##### EXERCISE MATERIALS #####
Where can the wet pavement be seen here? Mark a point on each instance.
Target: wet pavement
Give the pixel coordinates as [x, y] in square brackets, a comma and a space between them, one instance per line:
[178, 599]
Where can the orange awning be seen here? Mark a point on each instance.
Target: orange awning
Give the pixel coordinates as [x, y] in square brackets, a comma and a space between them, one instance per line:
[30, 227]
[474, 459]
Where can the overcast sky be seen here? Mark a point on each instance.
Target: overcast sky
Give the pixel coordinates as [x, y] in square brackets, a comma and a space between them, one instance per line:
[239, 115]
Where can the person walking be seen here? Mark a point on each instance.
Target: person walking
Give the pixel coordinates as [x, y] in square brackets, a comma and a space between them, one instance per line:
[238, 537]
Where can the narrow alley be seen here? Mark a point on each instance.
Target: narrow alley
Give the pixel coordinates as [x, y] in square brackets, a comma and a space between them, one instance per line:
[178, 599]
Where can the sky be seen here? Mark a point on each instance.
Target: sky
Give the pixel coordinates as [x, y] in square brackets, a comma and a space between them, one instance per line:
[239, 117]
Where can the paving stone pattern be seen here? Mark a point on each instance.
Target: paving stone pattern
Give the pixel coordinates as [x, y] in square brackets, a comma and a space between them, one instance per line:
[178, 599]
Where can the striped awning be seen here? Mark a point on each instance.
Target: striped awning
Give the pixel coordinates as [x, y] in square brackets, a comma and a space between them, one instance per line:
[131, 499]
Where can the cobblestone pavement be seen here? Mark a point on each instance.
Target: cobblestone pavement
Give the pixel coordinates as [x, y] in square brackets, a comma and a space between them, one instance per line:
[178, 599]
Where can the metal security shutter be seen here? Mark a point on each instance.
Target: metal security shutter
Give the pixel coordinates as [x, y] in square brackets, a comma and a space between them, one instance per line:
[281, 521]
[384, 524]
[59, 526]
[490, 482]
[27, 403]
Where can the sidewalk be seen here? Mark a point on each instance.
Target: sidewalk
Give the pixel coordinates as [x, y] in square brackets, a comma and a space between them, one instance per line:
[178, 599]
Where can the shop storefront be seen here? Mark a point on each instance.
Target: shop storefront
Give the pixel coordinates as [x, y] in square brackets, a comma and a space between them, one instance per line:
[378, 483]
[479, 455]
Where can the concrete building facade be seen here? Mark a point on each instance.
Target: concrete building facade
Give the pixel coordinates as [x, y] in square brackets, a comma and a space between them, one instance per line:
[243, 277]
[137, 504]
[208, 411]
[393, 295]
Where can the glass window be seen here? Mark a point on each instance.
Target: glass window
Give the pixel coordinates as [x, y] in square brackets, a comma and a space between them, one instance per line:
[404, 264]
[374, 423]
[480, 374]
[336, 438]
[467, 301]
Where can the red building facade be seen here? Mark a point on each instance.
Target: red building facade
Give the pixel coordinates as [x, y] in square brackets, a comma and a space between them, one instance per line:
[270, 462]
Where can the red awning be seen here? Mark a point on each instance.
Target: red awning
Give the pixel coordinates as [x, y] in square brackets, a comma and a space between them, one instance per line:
#####
INSTRUCTION: Copy all of the entries above line for line, with no changes.

WRITTEN RESPONSE:
Where can the wet pavement be seen here? Mark a point on each instance.
Target: wet pavement
Give the pixel coordinates as [x, y] in square brackets, a comma and a space between them, one instance per line:
[178, 599]
Where can the orange awning be seen here? Mark a point on each instance.
Target: orange awning
Give the pixel coordinates as [x, y] in square brackets, a comma and a space between them, one instance per line:
[30, 227]
[474, 459]
Where can the overcast sky be seen here? Mark a point on each instance.
Target: overcast sky
Give the pixel coordinates as [x, y] in square brackets, a comma and a space between them, one instance per line:
[239, 115]
Where can the person walking be seen here? Mark a point on each instance.
Target: person walking
Give the pixel coordinates as [x, y] in square brackets, a comma and a space between them, one instance per line:
[238, 537]
Where can the narrow alley be seen here? Mark a point on each instance.
Target: narrow alley
Give the pixel coordinates as [x, y] in square brackets, a comma and a space between them, one instance per line:
[178, 599]
Where can the sky be seen here? Mark a point on each instance.
Target: sky
Give the pixel coordinates as [x, y] in square brackets, a comma and a space between them, one instance per line:
[239, 117]
Where can the paving stone pattern be seen here? Mark a point on each instance.
Target: paving stone pattern
Give the pixel coordinates as [x, y] in square brackets, a comma and a space between them, one instance per line:
[178, 599]
Where can the striped awning be seen here? Mark a point on each instance.
Target: striped awning
Give the pixel coordinates as [x, y] in square brackets, a comma and a space between them, one instance per line:
[131, 499]
Where can the cobblestone pavement be seen here? Mark a point on each instance.
Target: cobblestone pavement
Give the pixel coordinates as [x, y] in square brackets, a comma and a space between them, one instance per line:
[178, 599]
Where can the metal security shutter be seen here? Mark a point on each instance.
Target: metal security shutter
Give the pixel coordinates as [x, y] in square brackets, a comma and a space between them, one instance per line:
[281, 521]
[384, 524]
[59, 526]
[490, 482]
[27, 403]
Where can the sidewalk be seen here? Mark a point on each instance.
Target: sidewalk
Give the pixel coordinates as [x, y] in square brackets, a comma and a space between them, one instance per line:
[178, 599]
Where can the shop storefront be seen here? Mark a point on each instance.
Target: shop storefront
Give the pixel coordinates as [x, y] in square brackets, a comma and a space between them, one instance per line:
[378, 483]
[479, 455]
Where can the concrete building facade be seen here? Mark a point on each instance.
Target: concrete building facade
Give the pixel coordinates as [x, y] in square brackets, a comma and a space between them, one instance per line:
[243, 277]
[137, 504]
[208, 411]
[393, 295]
Where can the glass window be seen here? Mark a point on each instance.
Target: glass window
Give the pixel coordinates as [x, y] in square brackets, a comma and a space between them, one instance per line:
[404, 264]
[374, 423]
[480, 374]
[336, 438]
[467, 301]
Where can the red building facade be seen here? Mark a point on each instance.
Target: red building facade
Give the pixel coordinates as [x, y] in square brackets, a comma and a space between them, one instance per line:
[270, 462]
Where can the red awning be seen here? Mark a point on each instance.
Target: red awning
Give the pixel coordinates as [x, y] in square brackets, a comma and a space between them, one instance per line:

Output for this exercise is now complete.